* _EXTRACTED TEXT_:
○ ○ ○ ○
What is Lemonade Fashion and what problem are you trying to solve?
Lemonade is at the intersection of retail, technology, and entertainment.
Social media was not built for e-commerce. Users can’t buy and check out on the platforms themselves, driving traffic to third-party websites – and that’s where brands lose 90% of the audience. What’s more, they fear being scammed because they don’t know who’s uploading the product.
With Lemonade, we close this gap. We are not an e-commerce platform, a social media platform, or a marketplace. We are a next-generation community space in which every user can become their own marketplace.
Only verified sellers can upload products for sale, but every user can create content and tag the brands’ inventory, monetising their content every time a product is sold through it, without needing to hold inventory or to have a partnership with the brand.
Meanwhile, users can buy the product and check out directly from the platform while watching the content.
How did the concept evolve from idea to what it is today?
It’s a story of multiple micro-pivots. I had been working in the startup scene in Lebanon and Dubai for five to six years when I had the idea to integrate technology with fashion to create a new decentralised platform for tailors and designers.
The first version of Lemonade [in 2018] was a marketplace for emerging designers to create and sell custom-made and more sustainable fashion. It grew to about 100 brands and we started getting a lot of attention globally. We joined Draper University and received pre-seed investment from Draper University Ventures, which excited other investors in San Francisco; we ended up raising about half a million dollars.
We started working with major influencers and content creators, and some of those campaigns went viral; overnight, we had 20 million views on our socials, half a million users on the platform, and 25,000 app downloads.
Then, in 2022, we decided to integrate [e-commerce and social media], doing video content directly on our platform. One of our investors called us saying, ‘Guys, this is this is social commerce; this is the next frontier. Let’s focus on that.’ So, we stopped everything that we were doing and went back to development. In end-2023, we launched an MVP and immediately raised another million dollars from very strategic people – the ex-managing director at Facebook joined us, employee #5 at Google invested, the current senior director of engineering at Facebook helped our tech team with the integration in the platform.
○ ○ ○ ○
* _PROVIDED DATA_:
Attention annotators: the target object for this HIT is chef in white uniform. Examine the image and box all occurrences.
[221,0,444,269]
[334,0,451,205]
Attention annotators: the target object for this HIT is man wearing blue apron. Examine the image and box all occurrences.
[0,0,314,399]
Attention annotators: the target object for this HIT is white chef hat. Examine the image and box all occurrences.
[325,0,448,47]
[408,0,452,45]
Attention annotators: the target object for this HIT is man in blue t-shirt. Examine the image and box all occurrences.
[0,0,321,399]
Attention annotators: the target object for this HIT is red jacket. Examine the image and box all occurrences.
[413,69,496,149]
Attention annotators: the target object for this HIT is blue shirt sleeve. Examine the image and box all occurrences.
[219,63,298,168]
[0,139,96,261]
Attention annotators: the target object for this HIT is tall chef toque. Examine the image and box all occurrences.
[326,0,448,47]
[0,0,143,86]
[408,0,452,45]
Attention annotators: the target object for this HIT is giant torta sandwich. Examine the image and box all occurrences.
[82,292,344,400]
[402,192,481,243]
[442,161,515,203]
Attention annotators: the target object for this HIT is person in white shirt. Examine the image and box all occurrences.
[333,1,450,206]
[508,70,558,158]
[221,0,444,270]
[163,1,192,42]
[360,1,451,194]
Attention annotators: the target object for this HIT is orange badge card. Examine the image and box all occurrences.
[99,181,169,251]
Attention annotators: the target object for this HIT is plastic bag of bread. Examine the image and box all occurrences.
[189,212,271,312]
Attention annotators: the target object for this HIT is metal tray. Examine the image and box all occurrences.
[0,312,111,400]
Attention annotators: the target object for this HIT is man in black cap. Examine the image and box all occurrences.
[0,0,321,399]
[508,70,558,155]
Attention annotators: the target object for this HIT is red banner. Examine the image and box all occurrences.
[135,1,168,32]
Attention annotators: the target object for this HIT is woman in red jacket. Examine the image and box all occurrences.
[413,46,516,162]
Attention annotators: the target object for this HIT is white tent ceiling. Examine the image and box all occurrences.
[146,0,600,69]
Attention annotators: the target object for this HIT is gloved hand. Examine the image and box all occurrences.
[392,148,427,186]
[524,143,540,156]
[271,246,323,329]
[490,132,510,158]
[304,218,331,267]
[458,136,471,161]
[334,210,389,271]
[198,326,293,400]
○ ○ ○ ○
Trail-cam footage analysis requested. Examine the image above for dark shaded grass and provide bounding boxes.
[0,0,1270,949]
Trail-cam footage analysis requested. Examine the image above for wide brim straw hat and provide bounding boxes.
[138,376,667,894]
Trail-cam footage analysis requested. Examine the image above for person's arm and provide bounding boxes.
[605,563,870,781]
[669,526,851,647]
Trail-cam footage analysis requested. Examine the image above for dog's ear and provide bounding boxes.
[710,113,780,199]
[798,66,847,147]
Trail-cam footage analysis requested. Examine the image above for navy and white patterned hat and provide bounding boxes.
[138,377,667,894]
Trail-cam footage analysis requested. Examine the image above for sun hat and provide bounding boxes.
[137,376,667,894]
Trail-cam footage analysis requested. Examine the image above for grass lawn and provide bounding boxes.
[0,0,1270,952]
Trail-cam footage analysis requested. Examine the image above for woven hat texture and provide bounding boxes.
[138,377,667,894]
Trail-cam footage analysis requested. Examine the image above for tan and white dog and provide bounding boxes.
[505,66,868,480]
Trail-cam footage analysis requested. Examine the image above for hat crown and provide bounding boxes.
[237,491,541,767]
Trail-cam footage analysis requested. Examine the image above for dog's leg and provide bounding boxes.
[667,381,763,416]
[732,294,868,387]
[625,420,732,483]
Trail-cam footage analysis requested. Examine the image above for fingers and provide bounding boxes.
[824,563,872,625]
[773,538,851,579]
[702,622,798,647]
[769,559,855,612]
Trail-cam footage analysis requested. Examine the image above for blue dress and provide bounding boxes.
○ ○ ○ ○
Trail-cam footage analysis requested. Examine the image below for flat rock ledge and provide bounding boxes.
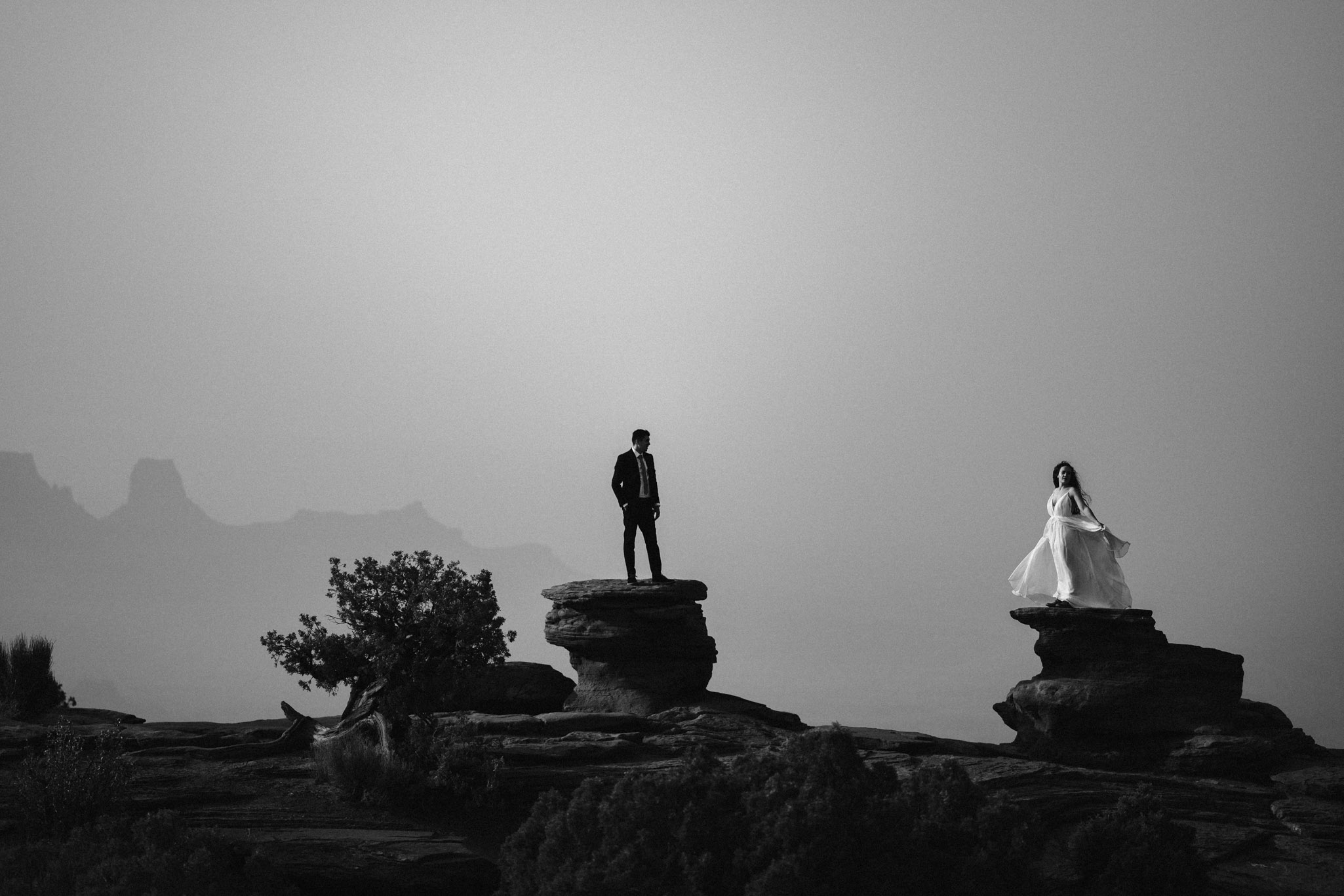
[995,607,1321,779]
○ ○ ○ ○
* _ACTIVITY_: Reproduce the passage about Lemonade Fashion from "Only verified sellers" to "with the brand.".

* _SOLUTION FOR THIS EXERCISE_:
Only verified sellers can upload products for sale, but every user can create content and tag the brands’ inventory, monetising their content every time a product is sold through it, without needing to hold inventory or to have a partnership with the brand.